### [Aim of the exercise]
Output the line containing "query | railway track" and all subsequent lines of the listing below, copied exactly, with no other lines.

### [Record extracts]
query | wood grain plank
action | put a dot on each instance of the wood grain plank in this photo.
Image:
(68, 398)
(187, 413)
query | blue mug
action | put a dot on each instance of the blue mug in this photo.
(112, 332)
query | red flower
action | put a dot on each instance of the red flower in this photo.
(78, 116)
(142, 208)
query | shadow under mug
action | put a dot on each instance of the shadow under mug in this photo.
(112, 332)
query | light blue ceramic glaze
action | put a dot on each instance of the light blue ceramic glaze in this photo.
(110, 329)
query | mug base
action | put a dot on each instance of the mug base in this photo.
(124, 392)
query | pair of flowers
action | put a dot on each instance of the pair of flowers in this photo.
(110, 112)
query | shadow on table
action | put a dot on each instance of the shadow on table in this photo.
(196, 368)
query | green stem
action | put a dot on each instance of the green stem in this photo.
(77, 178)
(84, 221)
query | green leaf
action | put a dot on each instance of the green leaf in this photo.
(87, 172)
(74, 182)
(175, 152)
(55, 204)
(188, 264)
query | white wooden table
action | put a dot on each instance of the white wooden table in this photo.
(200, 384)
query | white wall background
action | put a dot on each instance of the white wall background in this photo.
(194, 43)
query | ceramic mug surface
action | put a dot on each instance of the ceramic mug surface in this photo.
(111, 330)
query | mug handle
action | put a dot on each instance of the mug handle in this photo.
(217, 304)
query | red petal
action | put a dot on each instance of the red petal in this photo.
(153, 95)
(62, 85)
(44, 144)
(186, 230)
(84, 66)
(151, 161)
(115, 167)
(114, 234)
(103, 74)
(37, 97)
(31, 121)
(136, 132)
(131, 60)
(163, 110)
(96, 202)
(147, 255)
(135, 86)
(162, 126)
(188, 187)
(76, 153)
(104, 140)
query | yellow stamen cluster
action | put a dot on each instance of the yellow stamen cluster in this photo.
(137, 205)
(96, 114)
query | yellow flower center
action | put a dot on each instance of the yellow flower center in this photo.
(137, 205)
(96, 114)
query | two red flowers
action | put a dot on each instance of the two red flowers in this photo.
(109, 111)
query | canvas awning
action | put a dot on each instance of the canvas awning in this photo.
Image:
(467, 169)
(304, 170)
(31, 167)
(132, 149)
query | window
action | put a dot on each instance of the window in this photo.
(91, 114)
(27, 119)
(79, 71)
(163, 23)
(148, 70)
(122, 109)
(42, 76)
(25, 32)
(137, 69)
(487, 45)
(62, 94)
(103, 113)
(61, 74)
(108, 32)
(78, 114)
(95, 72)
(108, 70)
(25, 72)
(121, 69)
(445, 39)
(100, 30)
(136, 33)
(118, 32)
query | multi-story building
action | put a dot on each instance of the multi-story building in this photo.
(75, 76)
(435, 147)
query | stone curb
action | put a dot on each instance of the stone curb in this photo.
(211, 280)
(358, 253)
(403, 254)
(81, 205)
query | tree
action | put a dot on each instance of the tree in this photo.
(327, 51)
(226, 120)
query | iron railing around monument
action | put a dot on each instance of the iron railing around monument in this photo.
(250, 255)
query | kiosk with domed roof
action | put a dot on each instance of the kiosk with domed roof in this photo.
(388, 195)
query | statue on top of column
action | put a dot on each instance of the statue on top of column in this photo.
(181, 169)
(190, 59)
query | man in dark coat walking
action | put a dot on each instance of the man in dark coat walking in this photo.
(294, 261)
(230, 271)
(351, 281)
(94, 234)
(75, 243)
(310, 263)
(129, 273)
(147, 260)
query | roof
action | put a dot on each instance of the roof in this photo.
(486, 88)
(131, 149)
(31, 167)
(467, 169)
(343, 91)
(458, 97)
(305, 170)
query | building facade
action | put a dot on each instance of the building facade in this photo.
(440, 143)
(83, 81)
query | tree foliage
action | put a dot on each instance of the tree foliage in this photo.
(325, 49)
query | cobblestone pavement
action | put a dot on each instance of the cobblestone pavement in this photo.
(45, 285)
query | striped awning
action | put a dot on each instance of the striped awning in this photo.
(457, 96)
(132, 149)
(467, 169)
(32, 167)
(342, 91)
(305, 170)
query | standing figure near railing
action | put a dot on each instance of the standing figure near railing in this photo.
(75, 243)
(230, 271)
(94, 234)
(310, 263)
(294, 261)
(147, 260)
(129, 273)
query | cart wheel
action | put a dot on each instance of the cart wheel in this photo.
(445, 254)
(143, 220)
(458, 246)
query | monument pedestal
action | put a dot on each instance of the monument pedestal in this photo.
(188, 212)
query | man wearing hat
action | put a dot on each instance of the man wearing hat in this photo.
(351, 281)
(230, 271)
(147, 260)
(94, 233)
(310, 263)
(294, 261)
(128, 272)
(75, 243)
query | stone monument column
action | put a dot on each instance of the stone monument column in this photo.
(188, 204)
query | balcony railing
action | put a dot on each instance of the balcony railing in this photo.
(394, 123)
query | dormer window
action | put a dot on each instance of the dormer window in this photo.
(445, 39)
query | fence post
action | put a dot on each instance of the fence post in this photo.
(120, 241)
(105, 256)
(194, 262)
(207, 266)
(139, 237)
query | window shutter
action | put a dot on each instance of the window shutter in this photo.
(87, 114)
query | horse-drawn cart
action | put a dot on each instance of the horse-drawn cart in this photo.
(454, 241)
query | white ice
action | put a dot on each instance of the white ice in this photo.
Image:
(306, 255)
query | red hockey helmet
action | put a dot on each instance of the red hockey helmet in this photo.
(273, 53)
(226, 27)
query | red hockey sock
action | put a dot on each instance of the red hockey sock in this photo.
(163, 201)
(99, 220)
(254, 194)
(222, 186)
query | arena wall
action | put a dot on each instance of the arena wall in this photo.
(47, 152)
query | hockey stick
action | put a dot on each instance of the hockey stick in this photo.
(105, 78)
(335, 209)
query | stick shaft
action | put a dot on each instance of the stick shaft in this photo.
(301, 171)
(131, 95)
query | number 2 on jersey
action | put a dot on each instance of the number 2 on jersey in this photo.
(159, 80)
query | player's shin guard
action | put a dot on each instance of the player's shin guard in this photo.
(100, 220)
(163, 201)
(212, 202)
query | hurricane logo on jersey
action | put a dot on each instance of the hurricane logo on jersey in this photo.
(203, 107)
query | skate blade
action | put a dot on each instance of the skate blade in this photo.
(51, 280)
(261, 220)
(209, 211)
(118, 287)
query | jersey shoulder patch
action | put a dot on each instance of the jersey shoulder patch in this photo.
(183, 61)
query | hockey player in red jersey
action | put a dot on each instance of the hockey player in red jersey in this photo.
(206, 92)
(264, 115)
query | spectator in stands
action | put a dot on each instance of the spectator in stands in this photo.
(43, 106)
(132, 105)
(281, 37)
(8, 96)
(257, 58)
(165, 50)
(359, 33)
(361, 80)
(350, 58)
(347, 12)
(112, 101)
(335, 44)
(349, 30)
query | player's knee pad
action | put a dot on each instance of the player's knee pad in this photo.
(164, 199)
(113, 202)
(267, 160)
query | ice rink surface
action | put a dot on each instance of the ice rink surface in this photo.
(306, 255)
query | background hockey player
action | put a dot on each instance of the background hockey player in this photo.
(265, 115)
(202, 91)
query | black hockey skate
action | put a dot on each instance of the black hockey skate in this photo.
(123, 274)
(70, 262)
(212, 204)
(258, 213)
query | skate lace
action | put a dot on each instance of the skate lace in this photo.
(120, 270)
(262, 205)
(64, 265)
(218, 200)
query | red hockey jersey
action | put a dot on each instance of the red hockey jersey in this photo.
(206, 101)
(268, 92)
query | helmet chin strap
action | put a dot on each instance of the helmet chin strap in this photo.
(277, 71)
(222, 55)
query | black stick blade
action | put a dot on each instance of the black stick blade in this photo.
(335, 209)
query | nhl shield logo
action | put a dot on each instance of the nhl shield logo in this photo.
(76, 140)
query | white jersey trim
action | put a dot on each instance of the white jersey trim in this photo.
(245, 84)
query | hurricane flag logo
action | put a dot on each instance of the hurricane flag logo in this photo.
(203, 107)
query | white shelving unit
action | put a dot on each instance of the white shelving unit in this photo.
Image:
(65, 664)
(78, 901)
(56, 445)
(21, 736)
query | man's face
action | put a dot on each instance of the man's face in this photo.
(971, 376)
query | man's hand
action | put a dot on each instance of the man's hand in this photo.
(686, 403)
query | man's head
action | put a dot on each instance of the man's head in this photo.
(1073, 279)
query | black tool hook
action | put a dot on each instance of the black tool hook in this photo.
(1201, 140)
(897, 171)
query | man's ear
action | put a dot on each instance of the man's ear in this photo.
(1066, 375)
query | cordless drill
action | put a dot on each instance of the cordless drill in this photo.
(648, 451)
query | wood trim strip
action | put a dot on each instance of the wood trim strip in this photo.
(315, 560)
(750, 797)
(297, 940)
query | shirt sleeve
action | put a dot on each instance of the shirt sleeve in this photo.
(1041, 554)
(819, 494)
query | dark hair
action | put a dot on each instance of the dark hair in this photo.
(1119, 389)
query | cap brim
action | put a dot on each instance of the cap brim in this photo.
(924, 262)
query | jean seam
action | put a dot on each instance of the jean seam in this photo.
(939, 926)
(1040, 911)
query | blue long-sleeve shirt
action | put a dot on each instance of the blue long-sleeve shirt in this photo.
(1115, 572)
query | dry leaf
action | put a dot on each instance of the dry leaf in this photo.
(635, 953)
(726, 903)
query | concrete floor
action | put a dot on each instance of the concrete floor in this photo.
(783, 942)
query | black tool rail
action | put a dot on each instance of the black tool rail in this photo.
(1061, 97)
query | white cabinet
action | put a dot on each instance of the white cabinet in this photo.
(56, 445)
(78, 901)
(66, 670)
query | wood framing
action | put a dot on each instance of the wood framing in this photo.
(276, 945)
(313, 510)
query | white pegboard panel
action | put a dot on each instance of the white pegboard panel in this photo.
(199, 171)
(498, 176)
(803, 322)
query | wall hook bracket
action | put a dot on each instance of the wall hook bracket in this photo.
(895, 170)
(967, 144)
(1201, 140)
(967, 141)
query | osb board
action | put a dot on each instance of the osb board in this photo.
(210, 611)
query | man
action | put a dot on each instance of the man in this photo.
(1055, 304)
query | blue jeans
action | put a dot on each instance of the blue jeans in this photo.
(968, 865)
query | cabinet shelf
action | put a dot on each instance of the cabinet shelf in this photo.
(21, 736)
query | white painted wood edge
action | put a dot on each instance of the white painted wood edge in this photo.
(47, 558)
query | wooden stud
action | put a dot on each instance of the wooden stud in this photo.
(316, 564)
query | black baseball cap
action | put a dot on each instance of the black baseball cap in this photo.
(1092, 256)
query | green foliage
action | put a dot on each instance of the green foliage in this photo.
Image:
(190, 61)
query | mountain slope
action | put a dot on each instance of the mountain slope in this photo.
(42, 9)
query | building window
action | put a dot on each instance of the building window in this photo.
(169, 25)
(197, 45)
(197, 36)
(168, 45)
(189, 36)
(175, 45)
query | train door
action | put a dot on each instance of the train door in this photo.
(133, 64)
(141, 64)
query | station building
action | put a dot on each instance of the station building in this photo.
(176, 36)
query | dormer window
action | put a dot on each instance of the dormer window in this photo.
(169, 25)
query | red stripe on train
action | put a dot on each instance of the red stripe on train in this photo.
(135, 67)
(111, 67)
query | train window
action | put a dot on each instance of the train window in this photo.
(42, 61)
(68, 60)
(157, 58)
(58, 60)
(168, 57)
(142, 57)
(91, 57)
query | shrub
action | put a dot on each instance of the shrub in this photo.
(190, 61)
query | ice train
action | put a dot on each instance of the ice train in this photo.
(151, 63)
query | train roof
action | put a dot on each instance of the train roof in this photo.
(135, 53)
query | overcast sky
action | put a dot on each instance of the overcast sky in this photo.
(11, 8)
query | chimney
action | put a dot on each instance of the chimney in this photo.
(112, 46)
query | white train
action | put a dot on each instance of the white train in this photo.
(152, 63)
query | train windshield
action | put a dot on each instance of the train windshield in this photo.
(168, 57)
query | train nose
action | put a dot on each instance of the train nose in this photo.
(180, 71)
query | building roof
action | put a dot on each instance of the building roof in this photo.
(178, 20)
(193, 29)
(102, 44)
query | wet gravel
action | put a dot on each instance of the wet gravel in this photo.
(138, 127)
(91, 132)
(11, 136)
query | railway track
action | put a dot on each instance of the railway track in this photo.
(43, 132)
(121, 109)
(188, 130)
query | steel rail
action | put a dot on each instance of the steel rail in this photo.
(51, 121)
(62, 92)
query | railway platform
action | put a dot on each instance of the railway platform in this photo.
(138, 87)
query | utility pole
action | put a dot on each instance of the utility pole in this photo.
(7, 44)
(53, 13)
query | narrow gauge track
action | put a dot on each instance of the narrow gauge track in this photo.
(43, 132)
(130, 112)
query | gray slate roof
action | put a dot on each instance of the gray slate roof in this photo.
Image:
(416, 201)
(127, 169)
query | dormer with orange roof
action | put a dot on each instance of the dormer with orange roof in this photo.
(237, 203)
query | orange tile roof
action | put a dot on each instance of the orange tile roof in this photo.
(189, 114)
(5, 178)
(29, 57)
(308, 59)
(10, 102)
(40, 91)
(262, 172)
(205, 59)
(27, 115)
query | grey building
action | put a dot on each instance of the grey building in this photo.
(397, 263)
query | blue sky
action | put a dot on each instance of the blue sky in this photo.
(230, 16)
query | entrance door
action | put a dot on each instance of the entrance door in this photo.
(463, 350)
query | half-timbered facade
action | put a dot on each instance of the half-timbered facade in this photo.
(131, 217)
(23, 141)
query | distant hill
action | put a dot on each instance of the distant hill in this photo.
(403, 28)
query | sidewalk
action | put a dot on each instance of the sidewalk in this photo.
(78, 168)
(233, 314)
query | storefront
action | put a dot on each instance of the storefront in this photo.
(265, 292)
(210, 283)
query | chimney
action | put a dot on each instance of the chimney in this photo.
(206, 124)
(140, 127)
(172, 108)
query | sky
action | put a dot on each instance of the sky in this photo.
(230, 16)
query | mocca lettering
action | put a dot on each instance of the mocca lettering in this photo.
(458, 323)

### [Task solution]
query | railway track
action | put a dot on each instance of the railway track in this photo.
(43, 132)
(121, 109)
(188, 130)
query | steel rail
action | put a dot on each instance of the steel rail in this photo.
(51, 121)
(62, 92)
query | railway platform
action | put a dot on each instance of the railway platform in this photo.
(138, 87)
query | utility pole
action | put a dot on each instance of the utility pole in this photo.
(7, 44)
(53, 13)
query | narrow gauge track
action | put a dot on each instance of the narrow gauge track in this photo.
(43, 132)
(130, 112)
query | gray slate roof
action | put a dot on each instance of the gray slate roof in this photo.
Image:
(416, 201)
(127, 169)
query | dormer with orange roof
action | put a dot on each instance of the dormer with orange roof in this photo.
(237, 203)
query | orange tile roof
action | put a dot on each instance of the orange tile roof in this photo.
(189, 114)
(5, 178)
(29, 57)
(308, 59)
(10, 102)
(40, 91)
(262, 172)
(205, 59)
(27, 115)
query | grey building
action | put a dot on each instance of the grey building in this photo.
(397, 263)
query | blue sky
action | put a dot on each instance of the blue sky in this photo.
(230, 16)
query | entrance door
action | put a dot on each instance of the entrance door in this photo.
(463, 350)
query | half-timbered facade
action | put a dot on each instance of the half-timbered facade in this photo.
(131, 217)
(23, 141)
query | distant hill
action | put a dot on each instance of the distant hill in this photo.
(403, 28)
query | sidewalk
action | put a dot on each instance of the sidewalk in this photo.
(78, 168)
(233, 314)
query | storefront
action | put a dot on each instance of the storefront in this photo.
(265, 292)
(210, 283)
query | chimney
action | put a dot on each instance of the chimney in this photo.
(206, 124)
(140, 127)
(172, 108)
query | sky
action | put a dot on each instance of the sky in this photo.
(230, 16)
query | mocca lettering
action | put a dot on each instance of the mocca lettering in this photo.
(458, 323)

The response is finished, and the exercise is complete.